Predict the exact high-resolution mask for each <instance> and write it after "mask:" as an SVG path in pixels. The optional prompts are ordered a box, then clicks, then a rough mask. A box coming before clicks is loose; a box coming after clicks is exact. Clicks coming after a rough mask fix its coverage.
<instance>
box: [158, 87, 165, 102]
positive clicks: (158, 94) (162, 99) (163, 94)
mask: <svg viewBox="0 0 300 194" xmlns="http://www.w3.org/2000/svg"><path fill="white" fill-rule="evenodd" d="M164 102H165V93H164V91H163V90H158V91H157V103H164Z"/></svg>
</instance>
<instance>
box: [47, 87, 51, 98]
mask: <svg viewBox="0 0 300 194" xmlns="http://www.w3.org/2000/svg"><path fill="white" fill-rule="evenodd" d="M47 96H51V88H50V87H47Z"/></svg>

::::

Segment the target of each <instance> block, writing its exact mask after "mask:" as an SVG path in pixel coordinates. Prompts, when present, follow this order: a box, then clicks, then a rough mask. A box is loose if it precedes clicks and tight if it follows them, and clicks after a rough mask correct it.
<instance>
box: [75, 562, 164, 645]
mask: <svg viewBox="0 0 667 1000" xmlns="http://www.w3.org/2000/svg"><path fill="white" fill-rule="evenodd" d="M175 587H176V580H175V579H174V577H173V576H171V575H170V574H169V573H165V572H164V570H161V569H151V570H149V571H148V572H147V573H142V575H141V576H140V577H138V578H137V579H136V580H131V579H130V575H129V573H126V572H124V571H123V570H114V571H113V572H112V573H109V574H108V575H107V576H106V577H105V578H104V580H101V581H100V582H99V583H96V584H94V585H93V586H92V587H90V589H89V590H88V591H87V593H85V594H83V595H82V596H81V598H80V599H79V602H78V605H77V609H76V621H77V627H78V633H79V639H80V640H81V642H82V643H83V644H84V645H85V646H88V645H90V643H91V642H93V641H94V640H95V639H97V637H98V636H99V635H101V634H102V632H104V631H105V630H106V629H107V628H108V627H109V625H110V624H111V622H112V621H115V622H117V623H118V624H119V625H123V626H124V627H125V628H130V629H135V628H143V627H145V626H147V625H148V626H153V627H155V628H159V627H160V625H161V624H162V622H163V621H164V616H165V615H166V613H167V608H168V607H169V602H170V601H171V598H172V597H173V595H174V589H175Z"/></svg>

::::

> [Problem to work on]: The number alone is wanted: how many lines of the records above include the string "rough".

> [Problem solution]: 2